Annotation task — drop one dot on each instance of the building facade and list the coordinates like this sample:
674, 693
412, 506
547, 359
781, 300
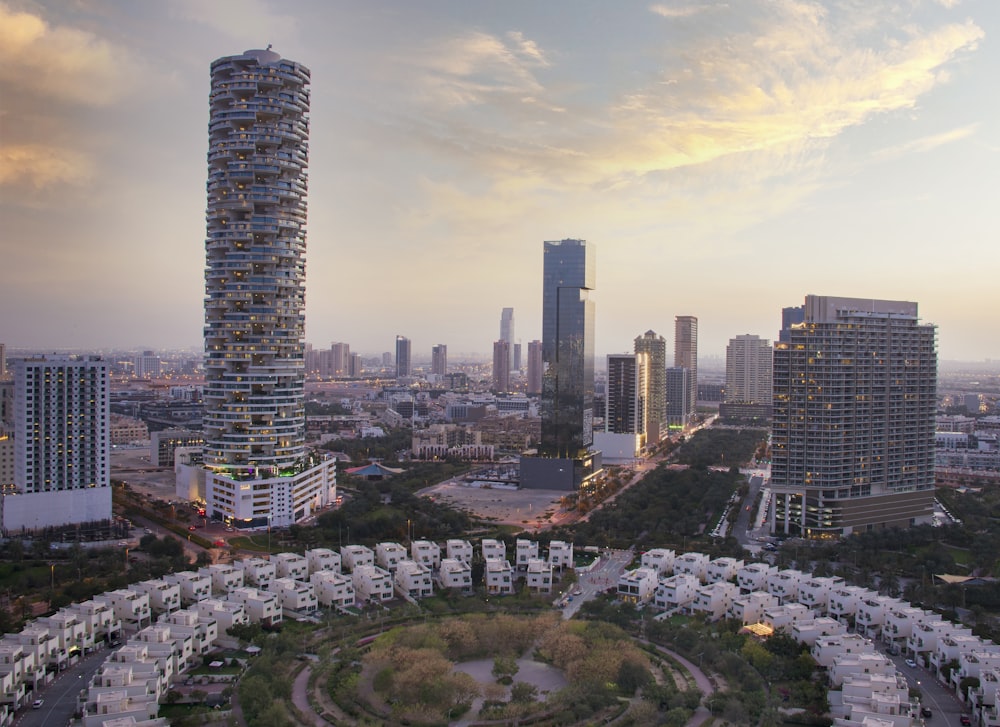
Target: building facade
855, 389
254, 418
686, 356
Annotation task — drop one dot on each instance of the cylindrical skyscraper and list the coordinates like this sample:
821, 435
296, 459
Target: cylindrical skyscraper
255, 273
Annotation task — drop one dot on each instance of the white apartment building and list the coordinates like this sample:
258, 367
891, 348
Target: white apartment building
455, 574
677, 592
333, 589
499, 576
723, 569
695, 564
459, 550
353, 556
538, 576
319, 559
637, 585
754, 576
414, 579
715, 599
291, 565
426, 553
194, 587
372, 583
295, 595
659, 559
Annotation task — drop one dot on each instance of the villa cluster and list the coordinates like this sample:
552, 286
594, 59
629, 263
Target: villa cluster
819, 611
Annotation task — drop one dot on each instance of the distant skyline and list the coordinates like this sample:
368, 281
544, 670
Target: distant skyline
724, 159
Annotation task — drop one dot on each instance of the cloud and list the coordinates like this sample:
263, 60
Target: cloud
40, 166
241, 19
61, 63
927, 143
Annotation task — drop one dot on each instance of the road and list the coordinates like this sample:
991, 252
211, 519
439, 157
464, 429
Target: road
59, 699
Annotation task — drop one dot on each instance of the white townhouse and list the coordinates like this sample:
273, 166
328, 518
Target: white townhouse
844, 601
257, 572
815, 591
455, 574
870, 662
390, 555
459, 550
870, 617
637, 585
322, 559
676, 592
261, 606
225, 613
333, 589
291, 565
427, 553
659, 559
224, 578
785, 584
560, 554
754, 576
524, 550
130, 607
809, 630
694, 564
352, 556
715, 599
372, 583
164, 596
784, 617
499, 577
723, 569
493, 549
414, 579
538, 576
748, 608
295, 595
828, 649
194, 587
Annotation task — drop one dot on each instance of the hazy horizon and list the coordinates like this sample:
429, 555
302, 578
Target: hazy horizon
724, 159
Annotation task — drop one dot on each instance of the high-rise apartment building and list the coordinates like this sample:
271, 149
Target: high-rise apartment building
62, 443
655, 348
501, 366
439, 359
254, 419
535, 368
404, 366
748, 370
686, 356
853, 445
507, 333
567, 401
146, 365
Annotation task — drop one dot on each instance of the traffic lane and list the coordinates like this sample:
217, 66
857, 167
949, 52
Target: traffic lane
59, 699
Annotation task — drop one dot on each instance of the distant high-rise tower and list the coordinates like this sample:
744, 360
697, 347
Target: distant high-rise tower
403, 366
147, 365
748, 370
655, 347
439, 359
62, 419
855, 390
254, 420
507, 333
501, 366
535, 368
686, 356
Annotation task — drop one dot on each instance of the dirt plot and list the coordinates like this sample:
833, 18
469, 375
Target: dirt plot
527, 508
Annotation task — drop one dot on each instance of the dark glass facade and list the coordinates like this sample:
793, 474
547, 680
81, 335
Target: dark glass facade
567, 405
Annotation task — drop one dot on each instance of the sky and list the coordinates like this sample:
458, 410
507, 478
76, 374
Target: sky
725, 159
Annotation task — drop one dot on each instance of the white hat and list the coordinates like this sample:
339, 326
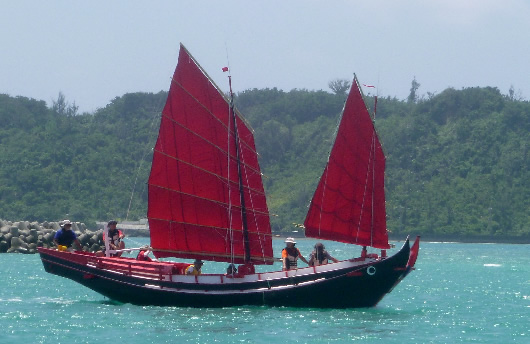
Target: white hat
291, 240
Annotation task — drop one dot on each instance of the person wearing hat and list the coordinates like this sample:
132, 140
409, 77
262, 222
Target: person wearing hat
195, 268
65, 237
290, 255
320, 256
115, 238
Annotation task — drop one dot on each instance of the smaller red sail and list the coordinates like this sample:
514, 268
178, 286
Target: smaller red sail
349, 202
195, 190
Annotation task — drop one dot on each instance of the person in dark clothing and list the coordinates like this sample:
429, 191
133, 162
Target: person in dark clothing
320, 256
65, 237
290, 255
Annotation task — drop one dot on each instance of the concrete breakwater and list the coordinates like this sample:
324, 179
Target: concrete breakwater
25, 237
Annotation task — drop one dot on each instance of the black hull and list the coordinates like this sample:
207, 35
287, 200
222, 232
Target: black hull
346, 284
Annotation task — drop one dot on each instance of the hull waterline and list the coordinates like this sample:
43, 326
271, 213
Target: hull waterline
347, 284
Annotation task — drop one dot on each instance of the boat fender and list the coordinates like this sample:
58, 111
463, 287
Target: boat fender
370, 270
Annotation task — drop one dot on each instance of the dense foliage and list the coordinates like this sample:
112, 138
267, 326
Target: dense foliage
457, 162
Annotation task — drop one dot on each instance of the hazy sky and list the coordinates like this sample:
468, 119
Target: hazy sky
94, 51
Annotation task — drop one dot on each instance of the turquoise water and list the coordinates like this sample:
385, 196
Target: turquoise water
459, 293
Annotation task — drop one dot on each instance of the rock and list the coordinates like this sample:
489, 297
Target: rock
17, 250
23, 225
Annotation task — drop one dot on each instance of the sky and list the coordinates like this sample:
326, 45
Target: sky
94, 51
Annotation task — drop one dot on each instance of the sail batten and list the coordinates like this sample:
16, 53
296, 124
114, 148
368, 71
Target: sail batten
200, 192
349, 202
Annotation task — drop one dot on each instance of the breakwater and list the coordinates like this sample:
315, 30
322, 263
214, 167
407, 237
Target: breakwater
25, 236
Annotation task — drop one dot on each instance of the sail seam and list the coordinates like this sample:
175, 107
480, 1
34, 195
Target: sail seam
211, 114
212, 227
255, 211
209, 172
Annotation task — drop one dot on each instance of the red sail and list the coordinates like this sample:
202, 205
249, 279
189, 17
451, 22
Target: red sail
349, 202
194, 206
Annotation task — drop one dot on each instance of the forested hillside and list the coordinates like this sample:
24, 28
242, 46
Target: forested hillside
457, 162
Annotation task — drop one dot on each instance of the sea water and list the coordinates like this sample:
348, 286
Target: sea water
459, 293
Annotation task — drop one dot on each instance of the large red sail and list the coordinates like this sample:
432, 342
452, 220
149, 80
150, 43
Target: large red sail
194, 206
349, 202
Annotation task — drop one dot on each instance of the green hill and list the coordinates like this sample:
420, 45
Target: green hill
457, 162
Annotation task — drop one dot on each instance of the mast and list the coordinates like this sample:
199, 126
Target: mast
240, 176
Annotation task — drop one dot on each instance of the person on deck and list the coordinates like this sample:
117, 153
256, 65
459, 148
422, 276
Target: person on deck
290, 255
231, 270
320, 256
195, 268
65, 237
115, 239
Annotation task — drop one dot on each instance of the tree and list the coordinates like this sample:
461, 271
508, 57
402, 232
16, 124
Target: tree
62, 107
339, 86
413, 97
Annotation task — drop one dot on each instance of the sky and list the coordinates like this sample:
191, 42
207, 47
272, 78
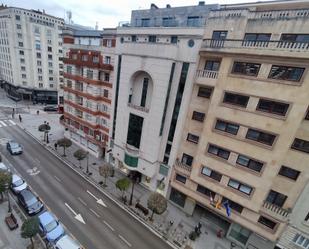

• What you need to do: Output every line from the one containing "of the large" through the end of the rows as a Markdown table with columns No and Text, numbering the lines and skipping any blank ones. Leave the pictures out.

• Task answer:
| No | Text |
|---|---|
| 1 | Annotation task — drop one dot on each instance of the large red sail and list the coordinates like this sample: |
| 2 | 432, 342 |
| 3 | 452, 220 |
| 4 | 149, 80 |
| 5 | 150, 43 |
| 6 | Target: large red sail |
| 7 | 194, 206 |
| 8 | 349, 202 |
| 9 | Annotation task — drop one dot on each instance of the green hill and list the coordinates like this sample: |
| 10 | 420, 45 |
| 11 | Target: green hill |
| 12 | 457, 162 |
| 13 | Annotation task — drop one dot on each instance of the mast and list the coordinates like this sample: |
| 14 | 199, 126 |
| 15 | Target: mast |
| 16 | 240, 176 |
| 17 | Annotation task — drop one dot on each instance of the person on deck and list the coordinates like this sample: |
| 18 | 117, 153 |
| 19 | 256, 65 |
| 20 | 459, 148 |
| 21 | 422, 276 |
| 22 | Target: person on deck |
| 23 | 290, 255 |
| 24 | 231, 270 |
| 25 | 320, 256 |
| 26 | 195, 268 |
| 27 | 65, 237 |
| 28 | 115, 239 |
| 29 | Annotation task — drop one dot on each instance of the tree and list the coordinates like this sample: |
| 30 | 461, 271 |
| 31 | 508, 57 |
| 32 | 402, 232 |
| 33 | 16, 124 |
| 34 | Target: tree |
| 35 | 62, 107 |
| 36 | 339, 86 |
| 37 | 413, 97 |
| 38 | Annotation task — drop one dot on each instance of the sky and list the coordinates like this sample: |
| 39 | 191, 42 |
| 40 | 207, 47 |
| 41 | 272, 78 |